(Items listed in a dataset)

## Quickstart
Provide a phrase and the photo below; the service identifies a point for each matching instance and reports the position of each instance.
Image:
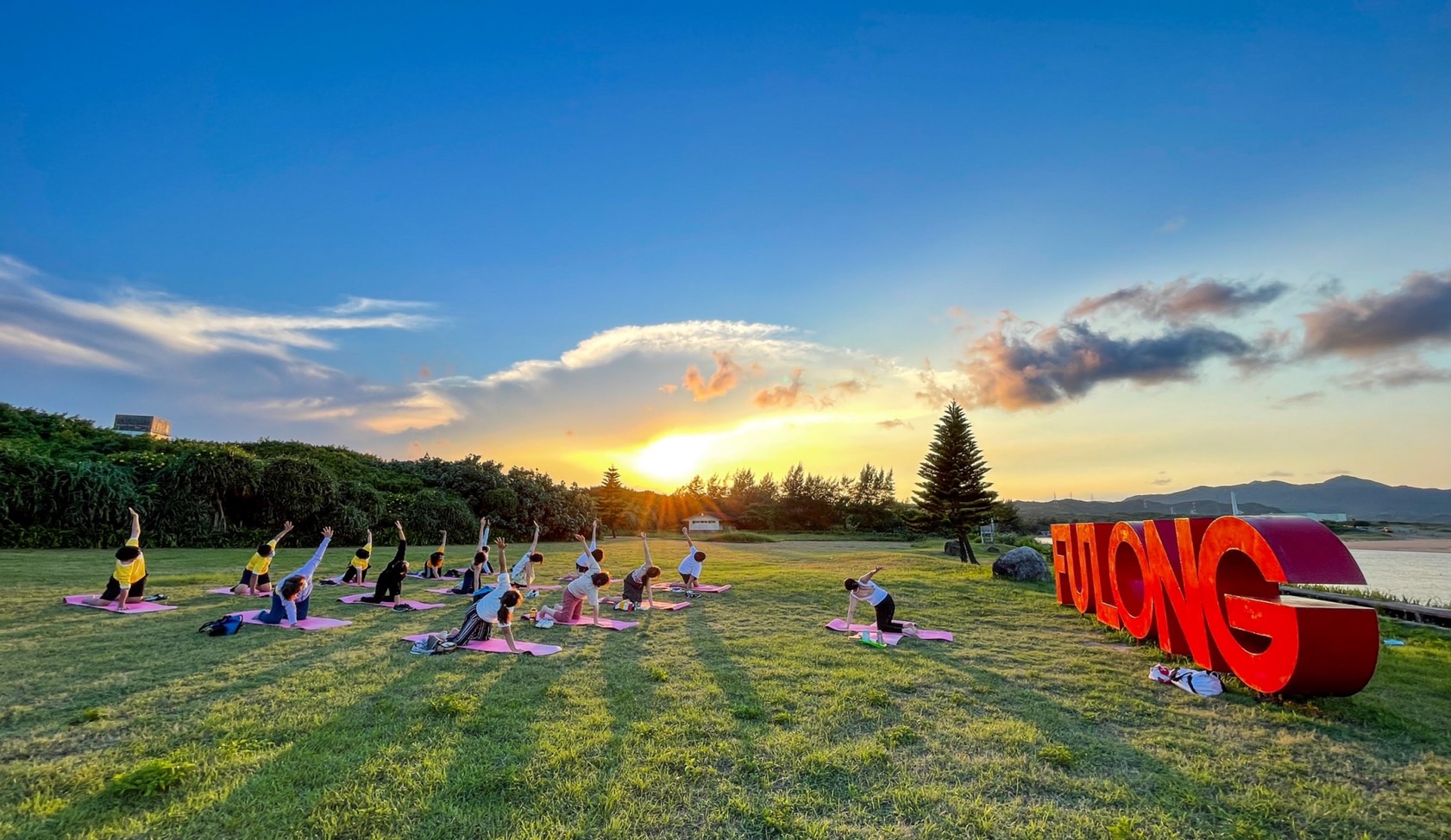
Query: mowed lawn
(738, 717)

• **DIRECTIONS**: Update the lines above by swapping "Quickstart" for "Getting Started" and keeping everything else the same. Leave out the pictures.

• **SOLUTION FOR THIS EXERCISE**:
## Getting Started
Provide a phrase and the photo below; the service identifies a point for each matching instance and reports the position of each instance.
Image:
Query: mowed lawn
(738, 717)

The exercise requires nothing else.